### Available data
<<<<

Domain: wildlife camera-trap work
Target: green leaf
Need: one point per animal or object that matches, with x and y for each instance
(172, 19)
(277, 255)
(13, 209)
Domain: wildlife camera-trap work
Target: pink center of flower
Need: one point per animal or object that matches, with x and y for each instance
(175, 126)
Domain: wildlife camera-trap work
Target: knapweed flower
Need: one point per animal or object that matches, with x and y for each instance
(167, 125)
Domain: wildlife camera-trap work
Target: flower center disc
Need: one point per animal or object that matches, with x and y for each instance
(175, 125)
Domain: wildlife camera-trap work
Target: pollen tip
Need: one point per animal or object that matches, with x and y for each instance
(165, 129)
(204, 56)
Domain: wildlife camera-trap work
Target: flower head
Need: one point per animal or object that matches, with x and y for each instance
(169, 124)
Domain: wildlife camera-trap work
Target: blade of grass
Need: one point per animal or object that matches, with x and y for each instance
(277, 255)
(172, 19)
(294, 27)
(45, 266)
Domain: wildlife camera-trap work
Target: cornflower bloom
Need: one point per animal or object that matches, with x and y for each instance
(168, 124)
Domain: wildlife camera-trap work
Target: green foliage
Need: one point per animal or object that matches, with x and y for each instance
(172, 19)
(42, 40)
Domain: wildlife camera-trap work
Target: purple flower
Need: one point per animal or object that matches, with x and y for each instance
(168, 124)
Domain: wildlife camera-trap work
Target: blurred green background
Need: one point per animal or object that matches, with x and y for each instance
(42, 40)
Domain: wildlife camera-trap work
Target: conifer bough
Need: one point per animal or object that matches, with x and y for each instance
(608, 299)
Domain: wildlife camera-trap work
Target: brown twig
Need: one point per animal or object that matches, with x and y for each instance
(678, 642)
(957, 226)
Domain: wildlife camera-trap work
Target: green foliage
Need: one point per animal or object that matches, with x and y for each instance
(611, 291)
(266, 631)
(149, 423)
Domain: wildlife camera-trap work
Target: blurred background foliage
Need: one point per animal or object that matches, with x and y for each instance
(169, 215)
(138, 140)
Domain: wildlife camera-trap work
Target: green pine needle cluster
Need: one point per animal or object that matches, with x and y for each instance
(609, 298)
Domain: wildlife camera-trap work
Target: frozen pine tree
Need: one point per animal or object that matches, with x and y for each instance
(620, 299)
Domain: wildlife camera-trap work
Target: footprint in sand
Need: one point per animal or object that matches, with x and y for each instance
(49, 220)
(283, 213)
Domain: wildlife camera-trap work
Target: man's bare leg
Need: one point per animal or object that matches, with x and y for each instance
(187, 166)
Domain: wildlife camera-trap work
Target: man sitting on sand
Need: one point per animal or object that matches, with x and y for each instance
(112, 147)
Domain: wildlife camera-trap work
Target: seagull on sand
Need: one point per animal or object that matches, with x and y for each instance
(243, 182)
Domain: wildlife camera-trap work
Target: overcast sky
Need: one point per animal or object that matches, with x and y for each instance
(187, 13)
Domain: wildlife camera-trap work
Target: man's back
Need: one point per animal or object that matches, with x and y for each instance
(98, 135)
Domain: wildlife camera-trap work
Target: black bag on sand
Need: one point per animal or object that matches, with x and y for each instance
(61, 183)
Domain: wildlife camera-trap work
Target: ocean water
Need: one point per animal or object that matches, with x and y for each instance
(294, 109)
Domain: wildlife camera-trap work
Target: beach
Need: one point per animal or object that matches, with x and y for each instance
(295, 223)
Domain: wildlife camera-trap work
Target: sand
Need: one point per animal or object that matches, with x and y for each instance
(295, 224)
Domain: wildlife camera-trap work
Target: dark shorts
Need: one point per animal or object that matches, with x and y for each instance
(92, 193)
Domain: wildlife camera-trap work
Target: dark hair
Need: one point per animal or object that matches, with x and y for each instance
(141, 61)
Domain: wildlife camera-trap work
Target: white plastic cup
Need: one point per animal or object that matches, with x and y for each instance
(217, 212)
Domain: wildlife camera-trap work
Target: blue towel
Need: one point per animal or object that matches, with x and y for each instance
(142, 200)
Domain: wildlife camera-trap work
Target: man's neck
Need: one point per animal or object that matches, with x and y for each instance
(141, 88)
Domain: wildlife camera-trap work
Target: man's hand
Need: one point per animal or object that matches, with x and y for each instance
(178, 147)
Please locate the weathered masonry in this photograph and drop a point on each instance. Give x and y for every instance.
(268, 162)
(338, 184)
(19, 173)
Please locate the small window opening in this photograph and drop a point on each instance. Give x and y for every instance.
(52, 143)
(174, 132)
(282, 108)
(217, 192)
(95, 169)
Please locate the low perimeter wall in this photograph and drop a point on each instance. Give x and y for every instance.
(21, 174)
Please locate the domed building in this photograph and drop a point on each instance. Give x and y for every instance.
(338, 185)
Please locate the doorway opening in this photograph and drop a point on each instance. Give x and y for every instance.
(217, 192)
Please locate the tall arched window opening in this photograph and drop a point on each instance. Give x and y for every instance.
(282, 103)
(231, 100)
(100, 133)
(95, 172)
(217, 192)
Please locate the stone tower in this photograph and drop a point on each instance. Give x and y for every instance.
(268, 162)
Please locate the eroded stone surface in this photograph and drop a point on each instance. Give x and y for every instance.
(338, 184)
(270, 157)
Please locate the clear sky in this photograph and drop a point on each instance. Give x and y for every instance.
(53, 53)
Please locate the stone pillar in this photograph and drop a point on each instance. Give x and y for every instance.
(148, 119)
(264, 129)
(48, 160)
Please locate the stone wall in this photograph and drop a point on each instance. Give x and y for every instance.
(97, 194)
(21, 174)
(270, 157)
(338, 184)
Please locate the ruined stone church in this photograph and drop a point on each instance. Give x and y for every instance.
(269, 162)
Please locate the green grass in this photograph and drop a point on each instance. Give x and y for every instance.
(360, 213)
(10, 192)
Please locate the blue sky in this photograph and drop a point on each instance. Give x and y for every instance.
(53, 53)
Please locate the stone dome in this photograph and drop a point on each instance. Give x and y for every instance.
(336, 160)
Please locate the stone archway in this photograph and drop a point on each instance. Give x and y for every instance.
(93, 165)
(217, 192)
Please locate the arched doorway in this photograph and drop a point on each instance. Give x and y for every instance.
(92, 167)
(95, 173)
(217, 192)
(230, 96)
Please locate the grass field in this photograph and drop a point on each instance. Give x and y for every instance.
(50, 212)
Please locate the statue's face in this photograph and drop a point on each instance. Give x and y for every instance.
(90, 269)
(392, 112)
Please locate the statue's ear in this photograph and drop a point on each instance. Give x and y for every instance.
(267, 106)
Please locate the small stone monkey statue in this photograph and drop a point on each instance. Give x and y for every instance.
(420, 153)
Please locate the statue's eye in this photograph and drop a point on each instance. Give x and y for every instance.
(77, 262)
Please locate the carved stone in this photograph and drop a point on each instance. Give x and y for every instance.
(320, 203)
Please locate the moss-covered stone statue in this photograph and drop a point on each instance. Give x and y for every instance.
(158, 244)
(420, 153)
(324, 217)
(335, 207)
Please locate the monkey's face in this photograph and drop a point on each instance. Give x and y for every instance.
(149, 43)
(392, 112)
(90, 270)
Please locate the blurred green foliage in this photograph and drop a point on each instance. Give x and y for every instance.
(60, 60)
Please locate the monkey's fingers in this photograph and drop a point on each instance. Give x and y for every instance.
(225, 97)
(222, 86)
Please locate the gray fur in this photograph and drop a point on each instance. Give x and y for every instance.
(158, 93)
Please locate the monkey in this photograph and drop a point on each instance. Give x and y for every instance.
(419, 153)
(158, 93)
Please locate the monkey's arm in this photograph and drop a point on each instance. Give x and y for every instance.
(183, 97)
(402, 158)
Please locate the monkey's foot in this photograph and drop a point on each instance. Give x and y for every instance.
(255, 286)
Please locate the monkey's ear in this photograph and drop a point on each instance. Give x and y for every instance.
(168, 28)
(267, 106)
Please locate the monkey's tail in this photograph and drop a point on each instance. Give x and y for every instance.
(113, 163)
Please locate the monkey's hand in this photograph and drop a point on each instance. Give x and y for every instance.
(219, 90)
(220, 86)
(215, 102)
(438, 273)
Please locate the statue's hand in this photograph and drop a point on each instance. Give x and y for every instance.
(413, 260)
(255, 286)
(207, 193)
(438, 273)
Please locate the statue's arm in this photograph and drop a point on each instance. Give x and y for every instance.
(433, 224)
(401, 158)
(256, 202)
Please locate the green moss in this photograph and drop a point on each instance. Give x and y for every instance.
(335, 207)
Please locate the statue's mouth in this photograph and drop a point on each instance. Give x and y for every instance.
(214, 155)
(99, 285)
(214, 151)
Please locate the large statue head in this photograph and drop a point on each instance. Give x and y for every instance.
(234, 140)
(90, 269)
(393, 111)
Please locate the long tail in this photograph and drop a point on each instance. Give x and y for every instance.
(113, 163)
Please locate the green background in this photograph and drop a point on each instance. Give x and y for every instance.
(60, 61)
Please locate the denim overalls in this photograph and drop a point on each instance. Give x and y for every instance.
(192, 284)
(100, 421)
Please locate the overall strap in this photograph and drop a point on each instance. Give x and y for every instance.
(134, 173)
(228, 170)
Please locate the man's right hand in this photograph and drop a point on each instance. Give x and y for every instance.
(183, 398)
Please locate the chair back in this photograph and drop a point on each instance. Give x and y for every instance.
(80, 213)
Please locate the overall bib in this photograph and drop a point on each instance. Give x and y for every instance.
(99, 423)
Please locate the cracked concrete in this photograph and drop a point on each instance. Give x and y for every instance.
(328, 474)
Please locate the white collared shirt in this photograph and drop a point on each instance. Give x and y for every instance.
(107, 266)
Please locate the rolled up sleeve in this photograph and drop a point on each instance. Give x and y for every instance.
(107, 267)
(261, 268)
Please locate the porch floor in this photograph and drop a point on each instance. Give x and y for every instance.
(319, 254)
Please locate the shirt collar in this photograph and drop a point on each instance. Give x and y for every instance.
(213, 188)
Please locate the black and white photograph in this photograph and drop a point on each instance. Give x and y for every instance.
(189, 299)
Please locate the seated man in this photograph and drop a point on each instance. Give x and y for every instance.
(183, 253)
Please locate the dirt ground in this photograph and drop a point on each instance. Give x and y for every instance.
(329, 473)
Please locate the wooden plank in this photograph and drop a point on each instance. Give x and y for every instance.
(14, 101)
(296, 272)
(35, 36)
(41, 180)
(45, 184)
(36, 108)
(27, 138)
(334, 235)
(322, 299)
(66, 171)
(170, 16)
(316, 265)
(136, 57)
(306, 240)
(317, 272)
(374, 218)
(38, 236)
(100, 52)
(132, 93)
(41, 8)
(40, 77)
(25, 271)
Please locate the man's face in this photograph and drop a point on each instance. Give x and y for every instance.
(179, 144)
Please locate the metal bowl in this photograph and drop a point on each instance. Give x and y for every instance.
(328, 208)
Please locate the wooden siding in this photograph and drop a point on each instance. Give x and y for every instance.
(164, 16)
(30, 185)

>>>>

### Goal of the exercise
Give again only the lines of the material above that run from the one with "Please locate the chair" through the end, both included, exactly as they appear.

### Response for this exercise
Please locate the chair back in this photograph and drop a point on each instance. Give x and y for every instance.
(80, 213)
Please locate the overall bib in this photograph and drop a point on each instance. Give x and y for every instance.
(99, 423)
Please locate the cracked concrete in this photograph and drop a point on each instance. Give x and y for every instance.
(328, 474)
Please locate the white collared shirt in this photograph and drop a point on each instance. Give x and y for every instance.
(107, 266)
Please locate the rolled up sleeve in this photograph and drop a point on each instance. Give x and y for every instance.
(107, 267)
(261, 268)
Please locate the porch floor in this photograph and drop a point on each instance. Give x and y for every instance.
(319, 254)
Please locate the shirt collar in this photograph and drop a point on each instance. Give x and y for every instance.
(213, 188)
Please locate the black and white photograph in this photograph and drop a point on each instance. Give x and y for every instance.
(189, 299)
Please locate the seated man in this photograph and drop a point on each instance. Give x and y for every instance.
(183, 253)
Please locate the dirt ground in this photograph and drop a point on each instance. Give x and y for every instance.
(329, 473)
Please locate the wooden plank in this photograph and drop a point on each instance. Give x and y for every instance.
(14, 101)
(296, 272)
(35, 36)
(41, 180)
(45, 184)
(36, 108)
(27, 138)
(334, 235)
(322, 299)
(66, 171)
(170, 16)
(316, 265)
(136, 57)
(306, 240)
(317, 272)
(374, 218)
(38, 236)
(100, 52)
(132, 93)
(41, 8)
(40, 77)
(25, 271)
Please locate the man's face in this photograph and drop a point on each instance. Give x and y for every instance.
(179, 144)
Please locate the metal bowl in this photograph and drop a point on each instance. Give x and y for every instance.
(328, 208)
Please locate the wooden siding in this photograph and drop a point on each instance. Give x and y for every instance.
(164, 16)
(30, 185)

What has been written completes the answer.